Zu bearbeitende Aufgaben:
A) Beantworte anhand des Textauszugs diese Fragen:
(i) Wie viele Hektar Gewerbegebiet auf den Saarn-Selbecker Höhen werden genannt?
(ii) An welchem Flughafen liegen die Gewerbegebiete, die als Beispiel angeführt werden?
(iii) Wie viele Dächer soll das geforderte Programm für Photovoltaik umfassen?
B) Gib aus dem Textauszug die Stelle von „Heißt das, dass“ bis einschließlich „eine stärkere Vergrünung.“ wortgetreu wieder.

Textauszug:
══════════

Heißt das, dass Sie keine Straßenbahn nach Saarn wollen?
Ich habe mich da bislang nicht festgelegt. Man muss Vor- und Nachteile diskutieren. Aber man hat die Flexibilität sicher nicht so, wie wir es eigentlich brauchen, wenn man eine Straßenbahn nach Saarn baut.
Zur Gewerbeflächendebatte: Die SPD spricht sich gegen Versiegelung aus. Parteichef Bakum äußerte jüngst aber den Willen, Pläne für 70 Hektar Gewerbegebiet auf den Saarn-Selbecker Höhen weiterverfolgen zu wollen. Kein Widerspruch?
Nein. Es gibt ja Gewerbegebiete, etwa am Amsterdamer Flughafen, wo nachher mehr Artenvielfalt, mehr Grünfläche war als vorher. Wenn man reine Fläche hat und nachher was mit Begrünung, mit Solar- und Windenergie oder was auch immer, hat man auch eine stärkere Vergrünung.
Das urbane Grün durch Baumschutz- und Baumpflanzaktionen ausweiten
Sie wollen für einen Ausgleich von Ökologie und Ökonomie stehen, fordern ein 1000-Dächer-Programm für Photovoltaik ebenso wie Experimentierräume für einen „neuen urbanen Wohlstand“. Kriegen Sie Ihre Vorstellungen auf den Punkt gebracht?

══════════

Datenauszug:
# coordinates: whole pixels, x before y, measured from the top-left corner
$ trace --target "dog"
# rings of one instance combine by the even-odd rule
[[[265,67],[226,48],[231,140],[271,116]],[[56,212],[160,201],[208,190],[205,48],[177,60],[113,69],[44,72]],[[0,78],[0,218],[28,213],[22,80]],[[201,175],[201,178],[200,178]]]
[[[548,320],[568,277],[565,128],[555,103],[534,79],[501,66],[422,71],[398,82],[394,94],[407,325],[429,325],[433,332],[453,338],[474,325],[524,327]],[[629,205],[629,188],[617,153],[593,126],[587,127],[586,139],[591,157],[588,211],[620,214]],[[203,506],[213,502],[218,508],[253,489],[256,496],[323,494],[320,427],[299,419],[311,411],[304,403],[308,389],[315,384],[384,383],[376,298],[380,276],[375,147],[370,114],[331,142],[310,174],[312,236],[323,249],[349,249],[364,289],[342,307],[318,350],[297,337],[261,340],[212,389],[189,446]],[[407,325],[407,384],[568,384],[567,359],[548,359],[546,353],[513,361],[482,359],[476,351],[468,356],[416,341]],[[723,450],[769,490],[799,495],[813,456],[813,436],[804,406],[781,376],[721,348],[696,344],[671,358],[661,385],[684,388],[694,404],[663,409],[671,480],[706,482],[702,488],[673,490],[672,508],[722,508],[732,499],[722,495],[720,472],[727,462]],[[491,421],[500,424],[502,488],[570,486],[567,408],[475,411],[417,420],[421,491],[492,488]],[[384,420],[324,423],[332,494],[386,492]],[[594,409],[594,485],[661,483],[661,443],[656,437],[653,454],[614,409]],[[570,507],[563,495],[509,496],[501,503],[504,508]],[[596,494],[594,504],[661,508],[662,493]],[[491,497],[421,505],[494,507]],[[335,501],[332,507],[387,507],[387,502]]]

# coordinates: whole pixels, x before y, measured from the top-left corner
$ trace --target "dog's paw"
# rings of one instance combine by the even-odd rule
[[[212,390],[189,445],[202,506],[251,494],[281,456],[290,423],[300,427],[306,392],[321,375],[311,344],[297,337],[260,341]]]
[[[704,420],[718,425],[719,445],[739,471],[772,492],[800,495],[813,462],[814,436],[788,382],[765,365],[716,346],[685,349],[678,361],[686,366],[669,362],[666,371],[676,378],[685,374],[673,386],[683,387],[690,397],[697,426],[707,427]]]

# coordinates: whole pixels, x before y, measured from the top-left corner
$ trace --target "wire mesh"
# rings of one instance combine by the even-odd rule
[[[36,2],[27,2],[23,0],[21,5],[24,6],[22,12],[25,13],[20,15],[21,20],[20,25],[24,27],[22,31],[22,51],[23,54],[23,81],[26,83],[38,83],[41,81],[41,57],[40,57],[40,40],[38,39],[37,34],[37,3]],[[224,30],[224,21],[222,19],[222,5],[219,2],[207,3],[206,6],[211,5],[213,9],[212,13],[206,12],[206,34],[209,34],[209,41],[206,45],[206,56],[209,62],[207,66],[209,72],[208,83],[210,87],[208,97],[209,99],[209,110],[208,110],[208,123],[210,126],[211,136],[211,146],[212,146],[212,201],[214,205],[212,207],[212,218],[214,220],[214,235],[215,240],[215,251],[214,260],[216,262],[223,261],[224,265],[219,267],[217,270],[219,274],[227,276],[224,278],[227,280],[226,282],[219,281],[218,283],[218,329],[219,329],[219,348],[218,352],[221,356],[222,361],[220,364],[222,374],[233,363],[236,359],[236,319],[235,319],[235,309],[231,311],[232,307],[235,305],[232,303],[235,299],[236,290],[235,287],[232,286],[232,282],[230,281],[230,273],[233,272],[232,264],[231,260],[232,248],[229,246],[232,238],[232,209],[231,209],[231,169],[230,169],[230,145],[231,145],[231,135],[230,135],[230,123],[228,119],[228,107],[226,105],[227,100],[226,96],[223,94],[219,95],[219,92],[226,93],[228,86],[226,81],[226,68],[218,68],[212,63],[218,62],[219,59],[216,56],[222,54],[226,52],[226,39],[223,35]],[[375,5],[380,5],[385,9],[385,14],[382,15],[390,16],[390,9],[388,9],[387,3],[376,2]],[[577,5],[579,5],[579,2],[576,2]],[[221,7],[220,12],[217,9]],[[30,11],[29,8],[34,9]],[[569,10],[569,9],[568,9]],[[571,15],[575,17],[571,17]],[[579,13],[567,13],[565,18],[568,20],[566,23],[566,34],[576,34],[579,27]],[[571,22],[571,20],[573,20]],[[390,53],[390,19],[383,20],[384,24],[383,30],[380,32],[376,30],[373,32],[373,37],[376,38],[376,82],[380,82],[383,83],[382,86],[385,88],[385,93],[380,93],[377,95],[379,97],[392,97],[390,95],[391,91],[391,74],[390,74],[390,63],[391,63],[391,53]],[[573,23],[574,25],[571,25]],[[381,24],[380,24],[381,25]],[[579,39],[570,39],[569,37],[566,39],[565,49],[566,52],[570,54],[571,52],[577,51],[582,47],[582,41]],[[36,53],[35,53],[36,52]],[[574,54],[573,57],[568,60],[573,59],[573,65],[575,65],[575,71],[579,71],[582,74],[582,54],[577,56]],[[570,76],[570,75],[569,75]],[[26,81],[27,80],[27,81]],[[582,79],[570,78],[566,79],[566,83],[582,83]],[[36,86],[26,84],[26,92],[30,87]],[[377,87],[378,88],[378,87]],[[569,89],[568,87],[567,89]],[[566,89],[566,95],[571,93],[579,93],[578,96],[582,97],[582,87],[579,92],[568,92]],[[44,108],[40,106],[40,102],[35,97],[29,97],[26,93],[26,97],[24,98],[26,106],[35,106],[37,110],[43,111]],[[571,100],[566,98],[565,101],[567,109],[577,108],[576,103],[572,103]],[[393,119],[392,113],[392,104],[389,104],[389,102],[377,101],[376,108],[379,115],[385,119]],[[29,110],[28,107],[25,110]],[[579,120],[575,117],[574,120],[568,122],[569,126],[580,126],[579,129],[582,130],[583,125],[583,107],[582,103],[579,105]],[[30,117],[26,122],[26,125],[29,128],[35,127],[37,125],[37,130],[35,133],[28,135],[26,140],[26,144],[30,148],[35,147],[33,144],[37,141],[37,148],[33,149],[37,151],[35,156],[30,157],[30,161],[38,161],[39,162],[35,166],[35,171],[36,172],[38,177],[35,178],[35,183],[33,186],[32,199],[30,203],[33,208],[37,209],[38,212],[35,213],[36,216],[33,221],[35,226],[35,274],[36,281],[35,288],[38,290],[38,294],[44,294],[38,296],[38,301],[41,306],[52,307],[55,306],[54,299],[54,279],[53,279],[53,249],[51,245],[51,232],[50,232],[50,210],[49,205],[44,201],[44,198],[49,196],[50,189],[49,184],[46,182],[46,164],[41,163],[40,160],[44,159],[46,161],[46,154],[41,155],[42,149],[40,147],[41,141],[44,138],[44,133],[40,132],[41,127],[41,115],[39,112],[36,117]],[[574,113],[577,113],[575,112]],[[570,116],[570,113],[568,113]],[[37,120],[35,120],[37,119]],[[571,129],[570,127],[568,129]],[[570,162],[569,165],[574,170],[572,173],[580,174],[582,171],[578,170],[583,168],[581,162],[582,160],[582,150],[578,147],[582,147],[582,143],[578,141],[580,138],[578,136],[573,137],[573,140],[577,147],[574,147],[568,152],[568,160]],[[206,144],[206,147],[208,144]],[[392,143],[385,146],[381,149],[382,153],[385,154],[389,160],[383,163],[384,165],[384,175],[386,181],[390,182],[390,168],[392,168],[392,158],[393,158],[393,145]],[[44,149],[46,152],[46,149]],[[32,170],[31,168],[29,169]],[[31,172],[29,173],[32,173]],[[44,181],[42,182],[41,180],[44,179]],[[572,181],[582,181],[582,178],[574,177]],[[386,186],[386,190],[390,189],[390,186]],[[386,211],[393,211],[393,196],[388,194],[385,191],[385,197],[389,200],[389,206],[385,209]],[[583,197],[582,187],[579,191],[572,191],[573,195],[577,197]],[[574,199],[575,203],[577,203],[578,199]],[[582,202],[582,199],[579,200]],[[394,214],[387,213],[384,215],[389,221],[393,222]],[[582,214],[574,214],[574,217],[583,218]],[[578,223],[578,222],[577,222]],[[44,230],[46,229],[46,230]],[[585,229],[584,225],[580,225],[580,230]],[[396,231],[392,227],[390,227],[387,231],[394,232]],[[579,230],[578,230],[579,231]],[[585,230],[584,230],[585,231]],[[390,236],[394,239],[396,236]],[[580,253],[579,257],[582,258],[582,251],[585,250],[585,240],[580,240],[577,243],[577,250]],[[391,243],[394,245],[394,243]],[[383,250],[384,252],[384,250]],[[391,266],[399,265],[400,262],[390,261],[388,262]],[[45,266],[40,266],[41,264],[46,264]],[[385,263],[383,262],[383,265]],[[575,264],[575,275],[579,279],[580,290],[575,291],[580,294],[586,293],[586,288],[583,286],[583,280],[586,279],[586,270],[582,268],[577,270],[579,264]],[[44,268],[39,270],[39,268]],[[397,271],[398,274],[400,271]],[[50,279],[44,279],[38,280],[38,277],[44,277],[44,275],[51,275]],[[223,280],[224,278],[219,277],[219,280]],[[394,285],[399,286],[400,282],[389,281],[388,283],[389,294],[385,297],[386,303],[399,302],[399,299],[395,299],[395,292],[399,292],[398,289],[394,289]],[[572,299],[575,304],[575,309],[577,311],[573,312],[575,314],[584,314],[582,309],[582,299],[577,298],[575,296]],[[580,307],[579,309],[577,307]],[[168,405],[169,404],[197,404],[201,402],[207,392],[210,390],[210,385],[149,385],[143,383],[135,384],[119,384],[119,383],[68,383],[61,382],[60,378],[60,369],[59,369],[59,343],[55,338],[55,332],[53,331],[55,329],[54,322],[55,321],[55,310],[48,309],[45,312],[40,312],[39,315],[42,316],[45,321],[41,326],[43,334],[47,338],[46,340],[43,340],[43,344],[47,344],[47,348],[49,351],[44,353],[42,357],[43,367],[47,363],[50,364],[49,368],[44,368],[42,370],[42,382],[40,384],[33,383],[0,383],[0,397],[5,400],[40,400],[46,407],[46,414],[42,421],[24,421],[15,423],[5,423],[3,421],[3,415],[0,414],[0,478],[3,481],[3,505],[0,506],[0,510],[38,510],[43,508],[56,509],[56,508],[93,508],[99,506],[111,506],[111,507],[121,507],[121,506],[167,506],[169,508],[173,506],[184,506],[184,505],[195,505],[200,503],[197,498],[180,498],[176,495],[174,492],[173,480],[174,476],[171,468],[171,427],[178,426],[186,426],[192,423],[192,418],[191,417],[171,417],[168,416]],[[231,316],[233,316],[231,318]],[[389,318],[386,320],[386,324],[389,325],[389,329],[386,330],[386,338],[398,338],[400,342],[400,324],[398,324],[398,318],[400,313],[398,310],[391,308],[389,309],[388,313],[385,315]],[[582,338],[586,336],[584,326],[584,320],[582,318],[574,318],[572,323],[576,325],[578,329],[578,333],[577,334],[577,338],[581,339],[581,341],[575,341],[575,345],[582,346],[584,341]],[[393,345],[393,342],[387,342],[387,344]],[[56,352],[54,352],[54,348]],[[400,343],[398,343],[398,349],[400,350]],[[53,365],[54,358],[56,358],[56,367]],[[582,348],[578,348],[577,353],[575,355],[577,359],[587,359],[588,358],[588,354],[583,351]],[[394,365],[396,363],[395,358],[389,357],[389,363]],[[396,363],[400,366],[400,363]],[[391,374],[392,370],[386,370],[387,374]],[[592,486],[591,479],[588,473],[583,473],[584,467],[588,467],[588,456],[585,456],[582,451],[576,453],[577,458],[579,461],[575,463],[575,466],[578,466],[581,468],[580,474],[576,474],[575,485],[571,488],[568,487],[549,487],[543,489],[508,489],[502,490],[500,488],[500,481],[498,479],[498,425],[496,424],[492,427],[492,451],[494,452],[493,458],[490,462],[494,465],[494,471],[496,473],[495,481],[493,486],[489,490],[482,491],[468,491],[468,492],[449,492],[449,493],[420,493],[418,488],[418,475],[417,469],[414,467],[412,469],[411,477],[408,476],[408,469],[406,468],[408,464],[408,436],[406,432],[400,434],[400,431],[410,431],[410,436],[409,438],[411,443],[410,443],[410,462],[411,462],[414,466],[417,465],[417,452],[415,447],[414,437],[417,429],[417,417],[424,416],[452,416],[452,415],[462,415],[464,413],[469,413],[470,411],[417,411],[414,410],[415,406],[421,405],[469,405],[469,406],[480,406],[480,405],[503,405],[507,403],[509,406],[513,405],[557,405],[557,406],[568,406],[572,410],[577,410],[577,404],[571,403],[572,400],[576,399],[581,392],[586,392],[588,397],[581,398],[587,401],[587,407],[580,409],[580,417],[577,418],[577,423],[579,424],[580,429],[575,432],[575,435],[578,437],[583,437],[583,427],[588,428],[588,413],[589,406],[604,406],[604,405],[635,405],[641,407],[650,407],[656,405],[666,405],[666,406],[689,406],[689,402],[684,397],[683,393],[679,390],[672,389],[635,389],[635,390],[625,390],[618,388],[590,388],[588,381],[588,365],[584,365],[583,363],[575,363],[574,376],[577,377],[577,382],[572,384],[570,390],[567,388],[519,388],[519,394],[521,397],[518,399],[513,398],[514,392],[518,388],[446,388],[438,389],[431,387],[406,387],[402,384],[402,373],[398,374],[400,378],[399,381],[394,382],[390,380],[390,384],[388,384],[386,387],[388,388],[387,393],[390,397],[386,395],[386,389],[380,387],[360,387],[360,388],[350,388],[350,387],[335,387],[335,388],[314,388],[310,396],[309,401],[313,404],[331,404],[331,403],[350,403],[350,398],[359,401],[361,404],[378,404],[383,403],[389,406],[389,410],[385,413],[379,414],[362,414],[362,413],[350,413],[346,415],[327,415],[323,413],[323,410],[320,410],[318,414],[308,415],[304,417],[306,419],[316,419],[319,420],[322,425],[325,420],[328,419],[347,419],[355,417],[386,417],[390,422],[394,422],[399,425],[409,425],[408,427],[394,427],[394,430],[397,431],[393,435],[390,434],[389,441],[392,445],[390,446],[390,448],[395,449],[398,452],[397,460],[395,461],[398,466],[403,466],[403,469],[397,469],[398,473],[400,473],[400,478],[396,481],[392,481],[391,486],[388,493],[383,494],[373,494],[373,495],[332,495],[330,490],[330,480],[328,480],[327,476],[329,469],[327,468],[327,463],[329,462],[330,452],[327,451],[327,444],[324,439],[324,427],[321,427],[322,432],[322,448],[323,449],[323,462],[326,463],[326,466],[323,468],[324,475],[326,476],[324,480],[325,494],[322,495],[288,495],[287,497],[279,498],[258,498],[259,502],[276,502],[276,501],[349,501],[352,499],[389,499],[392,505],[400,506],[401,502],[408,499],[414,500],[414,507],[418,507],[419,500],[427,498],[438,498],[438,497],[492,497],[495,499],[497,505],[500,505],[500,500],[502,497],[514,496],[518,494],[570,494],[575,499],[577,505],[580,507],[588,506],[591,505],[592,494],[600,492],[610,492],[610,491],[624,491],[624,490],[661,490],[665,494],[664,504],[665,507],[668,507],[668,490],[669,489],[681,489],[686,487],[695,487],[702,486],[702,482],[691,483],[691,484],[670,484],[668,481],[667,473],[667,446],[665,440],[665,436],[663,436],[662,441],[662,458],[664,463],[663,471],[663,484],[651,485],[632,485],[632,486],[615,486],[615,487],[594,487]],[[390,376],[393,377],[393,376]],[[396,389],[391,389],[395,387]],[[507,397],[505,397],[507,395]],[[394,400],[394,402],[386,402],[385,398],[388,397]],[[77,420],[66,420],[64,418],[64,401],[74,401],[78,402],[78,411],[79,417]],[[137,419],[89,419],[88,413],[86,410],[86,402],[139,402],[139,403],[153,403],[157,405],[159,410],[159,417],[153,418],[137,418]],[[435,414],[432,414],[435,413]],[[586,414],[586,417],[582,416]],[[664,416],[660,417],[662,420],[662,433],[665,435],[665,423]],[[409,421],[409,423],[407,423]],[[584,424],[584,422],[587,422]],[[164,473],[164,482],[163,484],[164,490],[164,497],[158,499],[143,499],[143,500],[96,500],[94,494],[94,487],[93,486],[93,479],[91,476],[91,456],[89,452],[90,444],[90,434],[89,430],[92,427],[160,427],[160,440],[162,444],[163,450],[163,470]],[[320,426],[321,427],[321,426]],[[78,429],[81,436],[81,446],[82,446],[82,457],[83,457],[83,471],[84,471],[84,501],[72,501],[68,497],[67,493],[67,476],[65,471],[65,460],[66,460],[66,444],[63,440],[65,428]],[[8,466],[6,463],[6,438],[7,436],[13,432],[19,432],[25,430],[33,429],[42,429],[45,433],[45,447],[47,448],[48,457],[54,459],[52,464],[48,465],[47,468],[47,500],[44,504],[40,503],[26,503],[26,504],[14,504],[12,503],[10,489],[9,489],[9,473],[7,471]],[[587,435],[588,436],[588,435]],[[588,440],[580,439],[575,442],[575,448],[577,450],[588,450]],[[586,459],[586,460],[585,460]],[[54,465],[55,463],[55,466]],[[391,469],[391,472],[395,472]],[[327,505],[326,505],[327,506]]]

══════════

Lösungen:
A)
(i) 70 Hektar
(ii) Am Amsterdamer Flughafen
(iii) 1000 Dächer

B)
Heißt das, dass Sie keine Straßenbahn nach Saarn wollen?
Ich habe mich da bislang nicht festgelegt. Man muss Vor- und Nachteile diskutieren. Aber man hat die Flexibilität sicher nicht so, wie wir es eigentlich brauchen, wenn man eine Straßenbahn nach Saarn baut.
Zur Gewerbeflächendebatte: Die SPD spricht sich gegen Versiegelung aus. Parteichef Bakum äußerte jüngst aber den Willen, Pläne für 70 Hektar Gewerbegebiet auf den Saarn-Selbecker Höhen weiterverfolgen zu wollen. Kein Widerspruch?
Nein. Es gibt ja Gewerbegebiete, etwa am Amsterdamer Flughafen, wo nachher mehr Artenvielfalt, mehr Grünfläche war als vorher. Wenn man reine Fläche hat und nachher was mit Begrünung, mit Solar- und Windenergie oder was auch immer, hat man auch eine stärkere Vergrünung.